Text excerpt -
┏━━

Weighting is the process of adjusting results from a sample survey to infer results for the total population. To do this, a 'weight' is allocated to each sample unit. The weight is a value which indicates how many population units are represented by the sample unit. The first step in calculating weights for each unit is to assign an initial weight, which is the inverse of the probability of being selected in the survey. For example, if the probability of a household being selected in the survey was 1 in 600, then the household would have an initial weight of 600 (that is, it represents 600 households).
In SEARS 2007 there are two main types of 'sample units': persons and households. Weights were calculated separately for persons and households. Only complete households were given a household weight, but all fully responding persons, including those who belonged to an incomplete household, were given a person weight. For this reason, an estimate obtained using the person weights will not exactly match the same estimate obtained using household weights. For example, if the estimate of all persons is calculated using person weights, it will not match the same estimate calculated by multiplying the number of persons in each household by the household weights. The use of all fully responding persons with person level estimates allows a higher level of accuracy to be achieved for those estimates.
The initial weights are then calibrated to align with independent estimates of the population of interest, referred to as benchmarks. Population benchmarks are projections of the Estimated Resident Population (ERP) data based on the 2001 Census of Population and Housing. Person level initial weights were calibrated to meet the benchmarks at designated state by area of usual residence by sex by age group classes. The household weights were calibrated to meet the household benchmarks at designated state by area of usual residence by household composition classes.
Weights calibrated against population benchmarks ensure that the survey estimates conform to the independently estimated distribution of the population, rather than to the distribution within the sample itself. Calibration to population benchmarks helps to compensate for over or under enumeration of particular categories of persons which may occur due to either the random nature of sampling or non-response. Benchmarking also ensures that survey estimates have consistency with other ABS surveys.
The 2007 SEARS was benchmarked to the estimated resident population (ERP) aged 15 years and over living in private dwellings in each State and Territory, excluding the ERP living in very remote areas of Australia at May 2007. Therefore, SEARS 2007 estimates do not (and are not intended to) match estimates for the total Australian resident population obtained from other sources (which include persons living in non-private dwellings, such as hotels and boarding houses, and persons living in very remote parts of Australia).

┗━━

Supplied data -
┏━━

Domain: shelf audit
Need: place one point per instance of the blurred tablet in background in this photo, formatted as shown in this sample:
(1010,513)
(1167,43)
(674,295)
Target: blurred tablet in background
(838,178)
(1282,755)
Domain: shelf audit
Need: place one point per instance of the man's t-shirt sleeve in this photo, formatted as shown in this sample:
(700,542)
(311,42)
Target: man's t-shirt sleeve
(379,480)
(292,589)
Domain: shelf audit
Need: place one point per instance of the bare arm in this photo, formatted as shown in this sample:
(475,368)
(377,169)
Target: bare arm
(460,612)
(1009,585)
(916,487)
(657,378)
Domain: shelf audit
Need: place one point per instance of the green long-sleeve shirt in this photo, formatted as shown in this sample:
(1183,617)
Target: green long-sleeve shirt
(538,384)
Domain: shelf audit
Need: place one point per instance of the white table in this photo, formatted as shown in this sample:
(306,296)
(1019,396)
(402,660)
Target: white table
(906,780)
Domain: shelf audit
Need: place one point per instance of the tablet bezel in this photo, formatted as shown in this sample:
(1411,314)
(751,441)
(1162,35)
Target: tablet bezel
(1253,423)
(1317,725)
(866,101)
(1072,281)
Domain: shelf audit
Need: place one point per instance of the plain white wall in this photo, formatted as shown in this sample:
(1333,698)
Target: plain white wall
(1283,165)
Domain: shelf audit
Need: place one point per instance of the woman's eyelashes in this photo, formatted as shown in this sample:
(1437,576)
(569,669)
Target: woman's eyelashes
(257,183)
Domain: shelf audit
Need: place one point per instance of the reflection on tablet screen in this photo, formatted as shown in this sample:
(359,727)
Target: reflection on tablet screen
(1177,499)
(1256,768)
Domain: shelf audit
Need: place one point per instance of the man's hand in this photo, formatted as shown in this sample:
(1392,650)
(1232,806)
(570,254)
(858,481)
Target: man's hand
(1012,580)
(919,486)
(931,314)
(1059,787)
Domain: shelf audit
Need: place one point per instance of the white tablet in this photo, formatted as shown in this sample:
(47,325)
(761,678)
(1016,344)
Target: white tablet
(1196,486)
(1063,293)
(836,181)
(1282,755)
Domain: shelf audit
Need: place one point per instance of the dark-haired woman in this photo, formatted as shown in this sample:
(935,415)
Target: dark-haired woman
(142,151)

┗━━

Task set -
1) Locate every line in the records that contains the string "green", treating uppercase and lowercase as different, and copy each such line in full.
2) Extend the excerpt on survey weighting by writing what comes next after its final sentence.
The excerpt on survey weighting and the records have no connection to each other.

Answers below -
1)
Need: place one point per instance of the green long-sleeve shirt in this photo, formatted as shown in this sample:
Target: green long-sleeve shirt

2)
Benchmark variables used in the 2007 SEARS, with corresponding level of detail, were:
- State or Territory of usual residence - all States and Territories;
- Area of usual residence - capital city or balance of State;
- Age of person - grouped in the following way: 15-69, 20-24, 25-29, 30-34, 35-39, 40-44, 45-49, 50-54, 55-59, 60-64, 65-69, 70-74, 75-79, 80-84, 85+. Further collapsing was required for some States and Territories. For South Australia, balance of state, males were grouped to 20-29 and 80+, and females were grouped to 15-24, 30-39. For Western Australia, balance of state, males were grouped as 80+. For Tasmania, balance of state, males were grouped to 15-24. For the Northern Territory, capital city, males and females were grouped to 80+, and for Australian Capital Territory, capital city, females were grouped to 80+; and
- Sex of person - males and females.
- State or Territory of usual residence - all States and Territories;
- Area of usual residence - capital city or balance of State; and
- Household composition.
The benchmarks used in SEARS 2007 were the same as those used in SEAS 2000. The only change was to the age groupings used. In 2000 these age groups were 15-19, 20-24, 25-34, 35-44, 45-54 and 55-69. The expanded detail for age groups aims to improve estimates for older age groups.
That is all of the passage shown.